Bounding-box records
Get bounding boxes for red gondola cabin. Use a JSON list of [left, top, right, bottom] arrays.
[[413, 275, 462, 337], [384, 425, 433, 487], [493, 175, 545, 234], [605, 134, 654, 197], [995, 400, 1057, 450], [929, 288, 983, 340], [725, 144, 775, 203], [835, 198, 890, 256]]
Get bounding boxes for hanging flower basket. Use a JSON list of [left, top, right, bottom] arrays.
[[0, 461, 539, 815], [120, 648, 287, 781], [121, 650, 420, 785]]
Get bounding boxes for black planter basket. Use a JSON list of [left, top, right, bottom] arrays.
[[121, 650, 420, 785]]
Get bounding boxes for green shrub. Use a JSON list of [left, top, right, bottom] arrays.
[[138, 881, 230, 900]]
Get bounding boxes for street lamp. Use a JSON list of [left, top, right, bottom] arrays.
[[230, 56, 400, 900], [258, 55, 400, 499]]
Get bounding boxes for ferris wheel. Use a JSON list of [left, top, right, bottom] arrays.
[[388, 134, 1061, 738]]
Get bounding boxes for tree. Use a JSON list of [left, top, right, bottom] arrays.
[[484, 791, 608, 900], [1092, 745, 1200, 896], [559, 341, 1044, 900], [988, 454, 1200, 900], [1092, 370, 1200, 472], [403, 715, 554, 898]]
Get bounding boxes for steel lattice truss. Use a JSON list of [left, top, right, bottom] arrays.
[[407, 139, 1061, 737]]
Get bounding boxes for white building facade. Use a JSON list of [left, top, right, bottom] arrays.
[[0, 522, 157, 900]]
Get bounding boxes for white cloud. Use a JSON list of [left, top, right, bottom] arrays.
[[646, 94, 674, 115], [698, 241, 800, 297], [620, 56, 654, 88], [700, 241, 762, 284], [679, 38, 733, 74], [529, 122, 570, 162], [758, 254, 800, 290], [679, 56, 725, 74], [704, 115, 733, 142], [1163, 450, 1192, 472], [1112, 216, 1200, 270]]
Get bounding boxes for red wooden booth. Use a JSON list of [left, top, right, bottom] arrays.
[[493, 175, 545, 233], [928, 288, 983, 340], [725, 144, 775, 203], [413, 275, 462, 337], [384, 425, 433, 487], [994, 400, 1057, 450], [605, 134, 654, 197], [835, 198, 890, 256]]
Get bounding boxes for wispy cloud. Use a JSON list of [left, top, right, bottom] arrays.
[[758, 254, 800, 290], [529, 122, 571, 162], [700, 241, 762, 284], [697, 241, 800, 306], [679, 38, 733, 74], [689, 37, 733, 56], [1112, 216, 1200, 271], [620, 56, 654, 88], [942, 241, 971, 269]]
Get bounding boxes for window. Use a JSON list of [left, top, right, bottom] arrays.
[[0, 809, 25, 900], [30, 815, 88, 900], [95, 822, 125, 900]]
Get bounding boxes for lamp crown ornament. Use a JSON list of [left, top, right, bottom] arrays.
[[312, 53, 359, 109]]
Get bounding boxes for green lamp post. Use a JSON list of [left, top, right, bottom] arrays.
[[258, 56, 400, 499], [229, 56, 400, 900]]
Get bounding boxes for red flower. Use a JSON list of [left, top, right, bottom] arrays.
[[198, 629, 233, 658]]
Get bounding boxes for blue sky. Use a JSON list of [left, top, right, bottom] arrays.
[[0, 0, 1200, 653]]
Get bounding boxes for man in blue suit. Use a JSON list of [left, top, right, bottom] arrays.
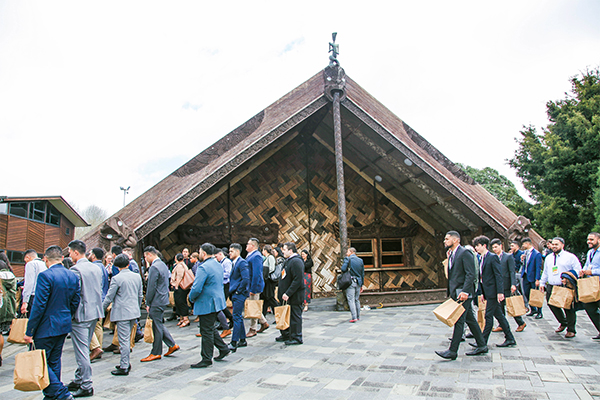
[[25, 246, 81, 399], [246, 238, 269, 337], [189, 243, 230, 368], [229, 243, 250, 352], [521, 238, 544, 319]]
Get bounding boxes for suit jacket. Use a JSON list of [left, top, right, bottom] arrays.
[[70, 257, 104, 322], [229, 257, 250, 297], [277, 254, 304, 305], [146, 258, 169, 307], [189, 257, 227, 315], [500, 252, 517, 296], [521, 249, 542, 283], [26, 264, 80, 340], [481, 251, 504, 300], [102, 268, 144, 322], [246, 250, 265, 293], [447, 246, 477, 300]]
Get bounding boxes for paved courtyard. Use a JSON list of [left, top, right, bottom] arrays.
[[0, 305, 600, 400]]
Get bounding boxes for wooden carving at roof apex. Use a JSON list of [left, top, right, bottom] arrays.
[[100, 217, 138, 247]]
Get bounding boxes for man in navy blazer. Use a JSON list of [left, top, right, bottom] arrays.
[[189, 243, 230, 368], [229, 243, 250, 352], [25, 246, 81, 399], [521, 238, 544, 319]]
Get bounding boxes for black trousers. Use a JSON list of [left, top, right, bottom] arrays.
[[450, 299, 486, 353], [281, 304, 304, 343], [483, 297, 515, 344], [200, 312, 229, 362], [546, 285, 577, 333]]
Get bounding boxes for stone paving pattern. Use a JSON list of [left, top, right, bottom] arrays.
[[0, 305, 600, 400]]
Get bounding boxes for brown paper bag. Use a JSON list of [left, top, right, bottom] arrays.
[[577, 276, 600, 303], [275, 304, 291, 330], [244, 299, 263, 318], [6, 318, 29, 344], [506, 295, 527, 317], [13, 350, 50, 392], [548, 286, 573, 310], [144, 318, 154, 343], [529, 289, 544, 308], [433, 299, 465, 326]]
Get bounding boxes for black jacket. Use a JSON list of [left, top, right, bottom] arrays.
[[277, 254, 304, 305]]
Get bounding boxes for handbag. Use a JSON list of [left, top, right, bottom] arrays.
[[13, 349, 50, 392]]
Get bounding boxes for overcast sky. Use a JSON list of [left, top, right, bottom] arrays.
[[0, 0, 600, 220]]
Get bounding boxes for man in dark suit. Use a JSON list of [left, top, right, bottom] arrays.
[[490, 238, 527, 332], [435, 231, 488, 360], [521, 238, 544, 319], [275, 242, 304, 346], [140, 246, 179, 362], [25, 246, 81, 399], [473, 236, 517, 347], [229, 243, 250, 352]]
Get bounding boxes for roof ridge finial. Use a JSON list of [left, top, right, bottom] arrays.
[[329, 32, 340, 67]]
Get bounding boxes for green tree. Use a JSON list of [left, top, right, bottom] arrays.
[[457, 164, 532, 218], [509, 69, 600, 253]]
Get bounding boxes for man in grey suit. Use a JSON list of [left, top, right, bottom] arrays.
[[141, 246, 179, 362], [67, 240, 104, 397], [102, 254, 144, 375]]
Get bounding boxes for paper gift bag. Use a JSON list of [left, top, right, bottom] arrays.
[[6, 318, 29, 344], [244, 300, 263, 318], [13, 350, 50, 392], [577, 276, 600, 303], [144, 318, 154, 343], [548, 286, 573, 310], [275, 304, 291, 330], [506, 295, 527, 317], [433, 299, 465, 326], [529, 289, 544, 308]]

* _What to produce_: Put all the records above into a two-column CSV with the headers "input" and "output", one row per record. Put each record's text in input and its answer in output, with every field in double quotes and line breaks replaced by spaces, and leave the pictures out.

* _Result of the task_:
input,output
"Get bounding boxes for red gondola cabin. Use a JSON list of [left, top, right, bottom] arrays.","[[413, 275, 462, 337], [384, 425, 433, 487], [493, 175, 545, 234], [605, 134, 654, 197], [995, 400, 1057, 450], [929, 288, 983, 340], [725, 144, 775, 203], [835, 198, 890, 256]]"
"Get bounding boxes for hanging flower basket. Use a JSON list of [left, top, right, bottom] arrays.","[[0, 461, 539, 815], [120, 648, 287, 781], [121, 650, 420, 785]]"
"Get bounding boxes for black planter basket. Use a JSON list of [left, top, right, bottom] arrays.","[[121, 650, 420, 785]]"
"Get bounding boxes for green shrub. Use a JSON list of [left, top, right, bottom] arrays.","[[138, 881, 230, 900]]"
"Get bounding boxes for street lamp. Use a JSON list of [left, top, right, bottom] arrays.","[[230, 56, 400, 900], [258, 55, 400, 499]]"
"Get bounding boxes for ferris wheel. Use a JSON list of [left, top, right, bottom] arrays.","[[388, 134, 1061, 738]]"
"Get bounding boxes for tree. Use a JSON list of [left, top, right, bottom] arrays.","[[484, 791, 608, 900], [1092, 745, 1200, 896], [559, 341, 1044, 900], [988, 454, 1200, 900], [1092, 370, 1200, 472], [403, 715, 554, 898]]"
"Get bounding boxes for steel lattice truss. Use a JSON list of [left, top, right, bottom] arrays.","[[407, 139, 1061, 737]]"
"Get bounding boxes for white building facade. Use a JSON list of [left, top, right, bottom] arrays.","[[0, 522, 157, 900]]"
"Get bounding boxes for white cloud. Use a JSON list of [left, top, right, bottom] arrays.","[[646, 94, 674, 115], [698, 241, 800, 297], [620, 56, 654, 88], [700, 241, 762, 284], [679, 38, 733, 74], [529, 122, 570, 162], [758, 254, 800, 290], [679, 56, 725, 74], [704, 115, 733, 142], [1163, 450, 1192, 472], [1112, 216, 1200, 270]]"
"Get bounding boxes for red wooden booth. Use a JSON list of [left, top, right, bottom] arrays.","[[493, 175, 545, 233], [928, 288, 983, 340], [725, 144, 775, 203], [413, 275, 462, 337], [384, 425, 433, 487], [994, 400, 1057, 450], [605, 134, 654, 197], [835, 198, 890, 256]]"
"Get bounding boxes for wispy cloud. Use a JSON list of [left, top, right, bottom] arrays.","[[758, 254, 800, 290], [529, 122, 571, 162], [700, 241, 762, 284], [697, 241, 800, 306], [679, 38, 733, 74], [689, 37, 733, 56], [1112, 216, 1200, 271], [620, 56, 654, 88], [942, 241, 971, 269]]"
"Get bounding boxes for window. Use a JSON list of [left, top, right, bottom] arrays.","[[0, 809, 25, 900], [30, 815, 88, 900], [95, 822, 125, 900]]"
"Get bounding boxes for lamp crown ornament. Use a JSON list of [left, top, right, bottom] arrays.","[[312, 53, 359, 109]]"
"Get bounding boxes for green lamp post. Use a JSON list of [left, top, right, bottom] arrays.","[[258, 56, 400, 499], [229, 56, 400, 900]]"
"Get bounding boxes for red flower. Use a JSON list of [left, top, right, bottom] arrays.","[[198, 629, 233, 658]]"
"Get bounding boxes for blue sky. Use a JSON list of [left, top, right, bottom] arrays.","[[0, 0, 1200, 653]]"
"Get bounding boxes for man in blue suit. Use a JSON list of [left, top, right, bottom] arrays.","[[25, 246, 81, 399], [246, 238, 269, 337], [189, 243, 230, 368], [229, 243, 250, 352], [521, 238, 544, 319]]"
"Get bounding boxes for suit jacket. Use a JSON list of [left, top, right, bottom] arrays.","[[70, 257, 104, 322], [229, 257, 250, 297], [277, 254, 304, 305], [146, 258, 169, 307], [189, 257, 227, 315], [500, 252, 517, 296], [521, 249, 542, 283], [26, 264, 80, 340], [481, 251, 504, 300], [102, 268, 144, 322], [246, 250, 265, 293], [447, 246, 477, 300]]"
"Get bounding boxes for paved courtyard. Use a JSON list of [left, top, right, bottom] arrays.","[[0, 305, 600, 400]]"
"Get bounding boxes for wooden carving at roof apex. Use a JSON list of [left, top, right, bottom] arrays.","[[100, 217, 138, 247]]"
"Get bounding boxes for man in navy blazer. Use a JSON list of [left, top, right, bottom] arrays.","[[189, 243, 230, 368], [229, 243, 250, 352], [25, 246, 81, 399], [521, 238, 544, 319]]"
"Get bounding boxes for black trousers. Use a JSON list of [left, top, right, bottom] arrays.","[[450, 299, 486, 353], [281, 304, 304, 343], [483, 297, 515, 344], [200, 312, 229, 362], [546, 285, 577, 333]]"
"Get bounding boxes for stone paving pattern. Use a JSON list of [left, top, right, bottom] arrays.","[[0, 305, 600, 400]]"
"Get bounding boxes for brown paper bag. Use a JSON list of [left, top, right, bottom] arrays.","[[577, 276, 600, 303], [275, 304, 291, 330], [244, 299, 263, 318], [6, 318, 29, 344], [506, 295, 527, 317], [13, 350, 50, 392], [548, 286, 573, 310], [144, 318, 154, 343], [529, 289, 544, 308], [433, 299, 465, 326]]"
"Get bounding boxes for black jacket. Use a JSON list of [left, top, right, bottom] arrays.","[[277, 254, 304, 305]]"
"Get bounding boxes for handbag. Use a JSON list of [left, top, right, bottom] arrays.","[[13, 349, 50, 392]]"
"Get bounding boxes for overcast sky. Use a JSON list of [left, top, right, bottom] arrays.","[[0, 0, 600, 220]]"
"Get bounding boxes for man in dark suit. Use a JSON list of [left, top, right, bottom] arrays.","[[490, 238, 527, 332], [435, 231, 488, 360], [521, 238, 544, 319], [275, 242, 304, 346], [140, 246, 179, 362], [25, 246, 81, 399], [473, 236, 517, 347], [229, 243, 250, 352]]"
"Get bounding boxes for roof ridge finial. Use a JSON list of [left, top, right, bottom] arrays.","[[329, 32, 340, 67]]"
"Get bounding boxes for green tree. Use a JSON list of [left, top, right, bottom] arrays.","[[457, 164, 532, 218], [509, 69, 600, 253]]"
"Get bounding boxes for man in grey suit. Use a JSON list of [left, top, right, bottom] arrays.","[[141, 246, 179, 362], [67, 240, 104, 397], [102, 254, 144, 375]]"
"Get bounding boxes for paper gift bag. Use a JSON list of [left, top, right, bottom] arrays.","[[6, 318, 29, 344], [244, 300, 263, 318], [13, 350, 50, 392], [577, 276, 600, 303], [144, 318, 154, 343], [548, 286, 573, 310], [275, 304, 291, 330], [506, 295, 527, 317], [433, 299, 465, 326], [529, 289, 544, 308]]"